> **Source material**
+===+
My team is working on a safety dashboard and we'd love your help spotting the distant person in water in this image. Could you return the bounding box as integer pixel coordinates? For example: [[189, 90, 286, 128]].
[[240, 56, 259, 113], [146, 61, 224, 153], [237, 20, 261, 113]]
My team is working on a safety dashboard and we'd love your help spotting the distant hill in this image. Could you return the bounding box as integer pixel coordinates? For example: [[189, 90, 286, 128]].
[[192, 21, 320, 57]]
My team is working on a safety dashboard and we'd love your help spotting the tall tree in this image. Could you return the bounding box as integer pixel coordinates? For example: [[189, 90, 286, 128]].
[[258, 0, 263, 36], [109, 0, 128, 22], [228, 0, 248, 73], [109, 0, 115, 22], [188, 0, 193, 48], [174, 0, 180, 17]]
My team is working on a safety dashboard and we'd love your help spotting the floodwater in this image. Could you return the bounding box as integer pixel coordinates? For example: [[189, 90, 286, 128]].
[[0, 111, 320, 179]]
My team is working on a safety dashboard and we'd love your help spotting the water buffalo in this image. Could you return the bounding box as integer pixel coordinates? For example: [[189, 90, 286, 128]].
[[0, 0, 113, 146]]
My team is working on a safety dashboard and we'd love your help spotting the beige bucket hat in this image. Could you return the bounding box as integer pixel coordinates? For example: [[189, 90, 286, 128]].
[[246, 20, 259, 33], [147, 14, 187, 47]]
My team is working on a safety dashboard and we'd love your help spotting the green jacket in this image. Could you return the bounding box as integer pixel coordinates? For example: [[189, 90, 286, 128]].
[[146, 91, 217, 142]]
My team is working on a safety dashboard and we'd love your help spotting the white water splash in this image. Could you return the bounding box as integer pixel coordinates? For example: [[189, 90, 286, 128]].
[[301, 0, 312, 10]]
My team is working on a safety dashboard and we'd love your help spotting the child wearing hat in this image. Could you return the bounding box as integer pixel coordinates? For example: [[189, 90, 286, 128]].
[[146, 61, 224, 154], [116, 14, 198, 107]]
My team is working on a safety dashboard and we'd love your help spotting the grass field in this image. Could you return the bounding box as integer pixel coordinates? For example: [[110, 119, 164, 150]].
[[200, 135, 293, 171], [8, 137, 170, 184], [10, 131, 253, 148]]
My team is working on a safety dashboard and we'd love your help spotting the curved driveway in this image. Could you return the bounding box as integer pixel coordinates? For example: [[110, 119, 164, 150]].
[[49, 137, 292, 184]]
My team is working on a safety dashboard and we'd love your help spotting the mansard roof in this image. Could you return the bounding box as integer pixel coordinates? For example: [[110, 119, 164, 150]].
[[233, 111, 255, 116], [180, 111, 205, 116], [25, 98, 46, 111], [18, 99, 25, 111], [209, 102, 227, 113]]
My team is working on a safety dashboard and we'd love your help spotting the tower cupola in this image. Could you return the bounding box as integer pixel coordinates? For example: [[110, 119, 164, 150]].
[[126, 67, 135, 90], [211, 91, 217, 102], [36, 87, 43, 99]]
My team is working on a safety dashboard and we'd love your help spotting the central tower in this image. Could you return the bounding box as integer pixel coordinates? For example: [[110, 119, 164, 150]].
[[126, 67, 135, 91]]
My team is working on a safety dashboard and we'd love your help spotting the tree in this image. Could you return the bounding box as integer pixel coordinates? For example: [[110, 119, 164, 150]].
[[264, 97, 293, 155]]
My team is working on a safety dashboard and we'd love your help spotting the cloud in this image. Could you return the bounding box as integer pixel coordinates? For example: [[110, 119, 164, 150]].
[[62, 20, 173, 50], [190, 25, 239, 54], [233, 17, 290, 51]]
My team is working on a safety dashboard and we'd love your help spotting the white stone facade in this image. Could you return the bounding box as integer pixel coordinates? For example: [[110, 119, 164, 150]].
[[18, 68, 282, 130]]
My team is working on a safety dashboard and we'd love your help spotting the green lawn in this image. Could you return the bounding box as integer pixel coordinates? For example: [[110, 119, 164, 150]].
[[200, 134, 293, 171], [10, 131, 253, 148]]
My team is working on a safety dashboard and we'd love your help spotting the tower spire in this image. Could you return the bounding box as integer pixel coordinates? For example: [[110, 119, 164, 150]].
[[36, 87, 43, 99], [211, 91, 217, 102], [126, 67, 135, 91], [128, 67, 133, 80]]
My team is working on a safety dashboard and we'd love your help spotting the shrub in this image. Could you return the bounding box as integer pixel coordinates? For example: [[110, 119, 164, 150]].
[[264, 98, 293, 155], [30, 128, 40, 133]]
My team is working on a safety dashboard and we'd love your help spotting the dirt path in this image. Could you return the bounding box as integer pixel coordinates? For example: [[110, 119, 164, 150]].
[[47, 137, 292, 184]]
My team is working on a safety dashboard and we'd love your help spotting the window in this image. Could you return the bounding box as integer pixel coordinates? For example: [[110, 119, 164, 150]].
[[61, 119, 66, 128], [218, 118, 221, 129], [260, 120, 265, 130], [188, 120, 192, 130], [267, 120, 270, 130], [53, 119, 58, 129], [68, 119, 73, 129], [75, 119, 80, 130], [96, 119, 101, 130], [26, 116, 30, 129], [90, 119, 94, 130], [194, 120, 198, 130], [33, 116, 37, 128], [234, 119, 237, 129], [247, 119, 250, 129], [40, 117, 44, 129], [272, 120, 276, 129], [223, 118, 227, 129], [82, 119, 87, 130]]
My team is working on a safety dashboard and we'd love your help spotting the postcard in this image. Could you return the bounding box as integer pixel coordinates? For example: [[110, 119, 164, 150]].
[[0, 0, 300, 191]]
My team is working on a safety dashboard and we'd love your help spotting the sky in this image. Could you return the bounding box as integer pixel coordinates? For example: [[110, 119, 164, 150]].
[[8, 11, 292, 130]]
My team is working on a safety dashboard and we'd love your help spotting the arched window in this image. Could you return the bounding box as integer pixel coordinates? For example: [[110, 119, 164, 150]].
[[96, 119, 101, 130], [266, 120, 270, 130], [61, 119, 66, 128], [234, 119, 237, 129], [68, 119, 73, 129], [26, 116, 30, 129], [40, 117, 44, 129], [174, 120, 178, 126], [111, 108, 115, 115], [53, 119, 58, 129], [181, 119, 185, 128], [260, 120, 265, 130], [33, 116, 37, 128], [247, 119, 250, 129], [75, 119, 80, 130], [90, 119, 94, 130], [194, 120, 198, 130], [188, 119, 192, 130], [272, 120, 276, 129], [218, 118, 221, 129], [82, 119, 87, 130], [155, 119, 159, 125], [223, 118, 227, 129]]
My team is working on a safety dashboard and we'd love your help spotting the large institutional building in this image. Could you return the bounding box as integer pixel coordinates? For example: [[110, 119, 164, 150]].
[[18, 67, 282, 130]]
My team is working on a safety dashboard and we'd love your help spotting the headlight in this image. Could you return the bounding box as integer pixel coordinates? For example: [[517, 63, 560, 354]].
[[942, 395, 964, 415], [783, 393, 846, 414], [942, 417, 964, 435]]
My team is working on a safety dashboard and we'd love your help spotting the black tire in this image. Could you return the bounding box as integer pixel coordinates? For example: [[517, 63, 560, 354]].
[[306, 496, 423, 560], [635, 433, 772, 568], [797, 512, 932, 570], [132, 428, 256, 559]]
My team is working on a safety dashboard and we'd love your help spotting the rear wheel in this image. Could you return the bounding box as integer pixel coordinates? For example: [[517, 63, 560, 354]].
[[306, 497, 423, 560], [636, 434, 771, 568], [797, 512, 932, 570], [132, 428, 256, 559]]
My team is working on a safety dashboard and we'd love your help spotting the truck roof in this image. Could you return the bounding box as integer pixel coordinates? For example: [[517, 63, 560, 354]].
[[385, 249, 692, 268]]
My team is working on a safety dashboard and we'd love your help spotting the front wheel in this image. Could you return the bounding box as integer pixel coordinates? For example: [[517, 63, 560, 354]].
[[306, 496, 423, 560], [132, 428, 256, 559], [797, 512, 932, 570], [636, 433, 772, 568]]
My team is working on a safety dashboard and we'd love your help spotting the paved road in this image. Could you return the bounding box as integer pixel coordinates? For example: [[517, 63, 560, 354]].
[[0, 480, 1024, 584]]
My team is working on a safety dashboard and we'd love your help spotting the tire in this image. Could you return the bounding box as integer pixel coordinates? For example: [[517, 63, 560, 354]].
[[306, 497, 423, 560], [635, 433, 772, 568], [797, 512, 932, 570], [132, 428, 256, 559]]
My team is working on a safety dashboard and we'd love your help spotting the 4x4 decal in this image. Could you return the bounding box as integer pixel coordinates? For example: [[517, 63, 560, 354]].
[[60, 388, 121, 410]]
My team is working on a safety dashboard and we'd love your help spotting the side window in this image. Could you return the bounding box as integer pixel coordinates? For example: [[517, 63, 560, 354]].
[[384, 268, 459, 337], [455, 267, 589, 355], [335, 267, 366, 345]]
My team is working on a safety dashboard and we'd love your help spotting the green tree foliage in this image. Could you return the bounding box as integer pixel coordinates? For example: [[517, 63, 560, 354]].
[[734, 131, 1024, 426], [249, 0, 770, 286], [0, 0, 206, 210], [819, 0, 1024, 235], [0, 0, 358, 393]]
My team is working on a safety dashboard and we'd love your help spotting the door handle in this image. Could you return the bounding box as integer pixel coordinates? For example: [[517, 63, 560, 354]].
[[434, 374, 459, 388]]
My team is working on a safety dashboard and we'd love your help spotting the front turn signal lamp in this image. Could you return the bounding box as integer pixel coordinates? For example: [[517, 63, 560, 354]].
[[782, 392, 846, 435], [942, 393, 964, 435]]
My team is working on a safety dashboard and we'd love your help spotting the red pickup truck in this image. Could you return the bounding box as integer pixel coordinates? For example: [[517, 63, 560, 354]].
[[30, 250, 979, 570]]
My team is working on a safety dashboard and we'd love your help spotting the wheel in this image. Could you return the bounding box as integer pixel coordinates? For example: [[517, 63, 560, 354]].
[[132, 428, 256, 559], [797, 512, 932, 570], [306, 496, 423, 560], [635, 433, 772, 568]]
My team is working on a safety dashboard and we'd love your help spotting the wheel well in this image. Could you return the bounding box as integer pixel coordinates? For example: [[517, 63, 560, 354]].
+===+
> **What is being asked**
Write out everything from the line containing "spotting the floodwater" down through the line containing "[[0, 111, 320, 179]]" as a two-column CSV with the headers item_text and answer. Use one row per item, put each field in double quotes, and turn any line breaks into spaces.

> **The output**
item_text,answer
"My team is working on a safety dashboard and we'd love your help spotting the floodwater in this image. Could you return the bounding box as integer pixel coordinates? For example: [[189, 90, 286, 128]].","[[0, 111, 320, 179]]"